EXTRACT TO READ:
Subject 3’s responses were very similar, expressing his need for highly seasoned people with at least eight years of IT experience with both soft skills and project management skills in

order to be looked at for acceptance into the subject’s security department. However, the subject offered that, at least in regards to security, lots of different backgrounds were able to be utilized within the industry. He highlighted the presence of developers and managers within his security department. On the topic of what new

hires had to offer, the subject had this to say:

“I can find a lot of one-off people. So if I wanted a pen tester, I could find someone

to do pen testing. If I wanted a UNIX admin, I could find someone to be a UNIX admin. I don’t find very many people that have

multiple skillsets or that can move between the security domains fluidly.”

In regards to security specifically, the subject reported that what he called the “security boom” had taken people and made them think they are

more valuable than they actually are in the

industry, causing a rise in salaries and a fall in

expectations. The subject reported his personally valued skills

were such skills as a good work ethic, as he stated security was not a nine-to-five job and involved many late nights, the ability to self-teach, with the added comment that he was willing to send people for training as long as they proved their worthiness for such training as well as the expansion of their own horizons on their own

time, and soft skills, such as project management and the ability to work with people outside of the direct chain of command within the workplace. Subject 4’s personally valued skills were similar to Subject 3’s, including a polishing technology

background, a willingness to get hands dirty and be courageous, good communication skills which he valued as “critically important.” The subject stated that technical skills were able to be taught through classes and certification courses, yet intangible skills such as communication and collaboration were not skills easily taught.

GIVEN INFORMATION:
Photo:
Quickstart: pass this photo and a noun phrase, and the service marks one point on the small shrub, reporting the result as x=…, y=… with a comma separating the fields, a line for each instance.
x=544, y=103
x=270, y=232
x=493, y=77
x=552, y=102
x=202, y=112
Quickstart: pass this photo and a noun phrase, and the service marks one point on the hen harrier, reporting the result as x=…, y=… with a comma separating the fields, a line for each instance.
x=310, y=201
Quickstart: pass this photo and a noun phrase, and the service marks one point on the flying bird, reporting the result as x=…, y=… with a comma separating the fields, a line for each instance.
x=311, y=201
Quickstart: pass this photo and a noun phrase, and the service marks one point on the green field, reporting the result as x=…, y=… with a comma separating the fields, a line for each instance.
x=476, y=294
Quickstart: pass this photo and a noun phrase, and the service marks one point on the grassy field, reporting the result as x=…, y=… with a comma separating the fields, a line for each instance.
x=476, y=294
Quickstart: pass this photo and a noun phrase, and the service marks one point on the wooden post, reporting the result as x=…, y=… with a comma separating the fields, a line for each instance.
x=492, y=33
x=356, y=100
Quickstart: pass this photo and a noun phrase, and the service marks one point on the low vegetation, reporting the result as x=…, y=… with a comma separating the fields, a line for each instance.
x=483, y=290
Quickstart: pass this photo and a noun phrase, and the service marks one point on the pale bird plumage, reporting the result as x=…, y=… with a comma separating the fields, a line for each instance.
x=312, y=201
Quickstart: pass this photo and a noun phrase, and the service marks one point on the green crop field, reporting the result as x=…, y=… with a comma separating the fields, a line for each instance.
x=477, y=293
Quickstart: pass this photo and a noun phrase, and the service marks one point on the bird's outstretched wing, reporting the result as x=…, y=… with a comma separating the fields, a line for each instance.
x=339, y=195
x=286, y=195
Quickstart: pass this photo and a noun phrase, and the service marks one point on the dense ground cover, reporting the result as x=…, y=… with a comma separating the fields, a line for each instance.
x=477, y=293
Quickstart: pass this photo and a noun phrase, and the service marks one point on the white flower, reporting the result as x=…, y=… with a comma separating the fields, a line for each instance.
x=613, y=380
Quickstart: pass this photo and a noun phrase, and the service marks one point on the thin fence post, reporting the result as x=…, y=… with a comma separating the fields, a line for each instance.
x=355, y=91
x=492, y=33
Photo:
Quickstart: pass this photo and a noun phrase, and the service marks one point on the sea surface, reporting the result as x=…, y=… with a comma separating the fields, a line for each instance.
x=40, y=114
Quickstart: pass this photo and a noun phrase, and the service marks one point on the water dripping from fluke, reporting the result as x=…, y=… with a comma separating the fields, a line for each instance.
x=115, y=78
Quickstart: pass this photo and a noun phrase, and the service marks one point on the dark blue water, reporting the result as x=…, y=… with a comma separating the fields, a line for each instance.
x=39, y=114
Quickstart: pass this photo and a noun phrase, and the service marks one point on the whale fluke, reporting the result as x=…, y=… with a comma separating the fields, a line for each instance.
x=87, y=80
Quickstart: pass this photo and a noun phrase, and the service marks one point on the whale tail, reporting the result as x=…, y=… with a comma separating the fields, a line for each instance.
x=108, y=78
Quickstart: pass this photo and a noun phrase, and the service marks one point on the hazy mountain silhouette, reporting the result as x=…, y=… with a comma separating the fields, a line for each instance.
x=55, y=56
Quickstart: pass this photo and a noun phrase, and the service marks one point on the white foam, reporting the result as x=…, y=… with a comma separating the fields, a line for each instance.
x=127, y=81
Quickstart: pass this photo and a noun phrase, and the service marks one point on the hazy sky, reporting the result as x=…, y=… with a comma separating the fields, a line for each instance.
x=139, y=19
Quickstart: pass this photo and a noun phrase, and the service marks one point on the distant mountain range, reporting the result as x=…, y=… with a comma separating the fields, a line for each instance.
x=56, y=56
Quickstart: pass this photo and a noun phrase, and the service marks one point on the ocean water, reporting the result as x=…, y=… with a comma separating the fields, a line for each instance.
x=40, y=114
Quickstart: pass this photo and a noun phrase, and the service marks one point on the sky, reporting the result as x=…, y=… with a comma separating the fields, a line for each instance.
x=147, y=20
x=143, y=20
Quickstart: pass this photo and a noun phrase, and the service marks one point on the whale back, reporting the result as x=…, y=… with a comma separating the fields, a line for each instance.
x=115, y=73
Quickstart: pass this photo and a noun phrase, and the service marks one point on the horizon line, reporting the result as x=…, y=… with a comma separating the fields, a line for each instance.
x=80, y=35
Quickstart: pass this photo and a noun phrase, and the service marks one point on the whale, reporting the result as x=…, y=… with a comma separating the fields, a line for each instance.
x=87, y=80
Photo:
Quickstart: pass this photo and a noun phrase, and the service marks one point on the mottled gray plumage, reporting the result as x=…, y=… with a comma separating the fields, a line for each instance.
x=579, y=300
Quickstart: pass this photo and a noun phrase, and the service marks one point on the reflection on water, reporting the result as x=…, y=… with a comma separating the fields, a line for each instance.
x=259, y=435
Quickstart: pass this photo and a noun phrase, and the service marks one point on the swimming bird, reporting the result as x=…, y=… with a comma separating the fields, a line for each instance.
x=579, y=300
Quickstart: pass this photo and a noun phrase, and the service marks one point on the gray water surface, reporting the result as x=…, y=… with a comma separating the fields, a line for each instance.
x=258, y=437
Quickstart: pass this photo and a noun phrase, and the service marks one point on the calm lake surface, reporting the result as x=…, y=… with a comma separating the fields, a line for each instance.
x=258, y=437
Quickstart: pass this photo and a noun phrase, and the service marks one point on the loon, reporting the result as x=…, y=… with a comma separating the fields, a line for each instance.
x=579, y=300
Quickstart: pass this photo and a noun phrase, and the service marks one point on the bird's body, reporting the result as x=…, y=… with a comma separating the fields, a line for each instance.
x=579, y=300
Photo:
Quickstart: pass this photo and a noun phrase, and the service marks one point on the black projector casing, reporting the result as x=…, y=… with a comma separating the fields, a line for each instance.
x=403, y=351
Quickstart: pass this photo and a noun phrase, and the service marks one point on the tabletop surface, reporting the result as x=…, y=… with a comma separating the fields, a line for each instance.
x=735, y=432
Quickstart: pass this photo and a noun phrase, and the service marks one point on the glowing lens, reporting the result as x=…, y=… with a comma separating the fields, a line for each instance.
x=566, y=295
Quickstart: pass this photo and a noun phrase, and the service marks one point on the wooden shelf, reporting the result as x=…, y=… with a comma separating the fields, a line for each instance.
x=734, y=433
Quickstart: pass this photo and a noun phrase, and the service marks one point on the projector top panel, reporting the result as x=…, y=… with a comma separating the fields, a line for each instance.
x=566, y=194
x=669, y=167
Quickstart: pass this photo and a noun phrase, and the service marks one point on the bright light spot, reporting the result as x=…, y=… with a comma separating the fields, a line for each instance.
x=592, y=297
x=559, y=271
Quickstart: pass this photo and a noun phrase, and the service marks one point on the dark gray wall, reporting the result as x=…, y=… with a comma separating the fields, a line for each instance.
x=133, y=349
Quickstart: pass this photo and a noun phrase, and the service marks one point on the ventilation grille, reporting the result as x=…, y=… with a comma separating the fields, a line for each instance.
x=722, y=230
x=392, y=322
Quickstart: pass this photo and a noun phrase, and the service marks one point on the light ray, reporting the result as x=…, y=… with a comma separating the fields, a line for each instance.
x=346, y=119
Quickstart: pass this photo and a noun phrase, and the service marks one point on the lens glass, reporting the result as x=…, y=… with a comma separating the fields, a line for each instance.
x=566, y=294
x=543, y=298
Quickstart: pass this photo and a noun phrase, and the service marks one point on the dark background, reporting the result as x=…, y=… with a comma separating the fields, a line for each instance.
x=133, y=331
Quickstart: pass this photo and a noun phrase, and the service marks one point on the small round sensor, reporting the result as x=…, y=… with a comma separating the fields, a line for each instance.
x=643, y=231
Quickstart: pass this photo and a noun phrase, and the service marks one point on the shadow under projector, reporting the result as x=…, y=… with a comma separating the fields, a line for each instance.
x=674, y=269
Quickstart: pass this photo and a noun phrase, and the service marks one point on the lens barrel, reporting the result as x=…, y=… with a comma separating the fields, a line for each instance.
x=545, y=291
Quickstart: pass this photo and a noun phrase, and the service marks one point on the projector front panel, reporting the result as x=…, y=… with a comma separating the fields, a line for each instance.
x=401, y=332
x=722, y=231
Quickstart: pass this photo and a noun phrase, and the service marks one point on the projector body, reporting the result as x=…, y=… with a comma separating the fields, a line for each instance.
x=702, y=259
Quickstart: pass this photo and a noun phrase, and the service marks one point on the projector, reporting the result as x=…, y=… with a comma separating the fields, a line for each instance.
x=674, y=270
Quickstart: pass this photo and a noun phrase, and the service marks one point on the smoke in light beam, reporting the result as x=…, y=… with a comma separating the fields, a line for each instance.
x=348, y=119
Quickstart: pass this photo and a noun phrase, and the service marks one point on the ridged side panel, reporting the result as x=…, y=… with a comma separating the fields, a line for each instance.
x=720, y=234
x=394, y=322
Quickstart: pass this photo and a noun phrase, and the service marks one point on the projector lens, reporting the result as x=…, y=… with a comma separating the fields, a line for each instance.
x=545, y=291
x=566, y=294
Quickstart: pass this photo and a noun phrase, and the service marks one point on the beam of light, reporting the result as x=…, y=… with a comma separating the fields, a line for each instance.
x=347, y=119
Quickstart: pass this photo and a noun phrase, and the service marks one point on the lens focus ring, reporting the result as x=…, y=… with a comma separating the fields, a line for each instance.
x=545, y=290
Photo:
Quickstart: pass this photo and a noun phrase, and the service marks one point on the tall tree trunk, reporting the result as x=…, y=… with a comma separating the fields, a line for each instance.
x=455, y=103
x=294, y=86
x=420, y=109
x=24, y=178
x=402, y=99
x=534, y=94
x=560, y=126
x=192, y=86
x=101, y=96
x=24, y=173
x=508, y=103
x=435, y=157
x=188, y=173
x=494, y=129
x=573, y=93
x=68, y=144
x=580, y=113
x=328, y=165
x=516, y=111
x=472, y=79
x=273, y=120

BRIEF 1:
In the passage on security hiring, how much IT experience did Subject 3 want candidates to have?
BRIEF 2:
Please repeat everything in the passage on security hiring from "time, and soft" down to "skills easily taught.".
Rely only on the passage on security hiring, not on the entries.

RIGHT ANSWER 1:
At least eight years.

RIGHT ANSWER 2:
time, and soft skills, such as project management and the ability to work with people outside of the direct chain of command within the workplace. Subject 4’s personally valued skills were similar to Subject 3’s, including a polishing technology

background, a willingness to get hands dirty and be courageous, good communication skills which he valued as “critically important.” The subject stated that technical skills were able to be taught through classes and certification courses, yet intangible skills such as communication and collaboration were not skills easily taught.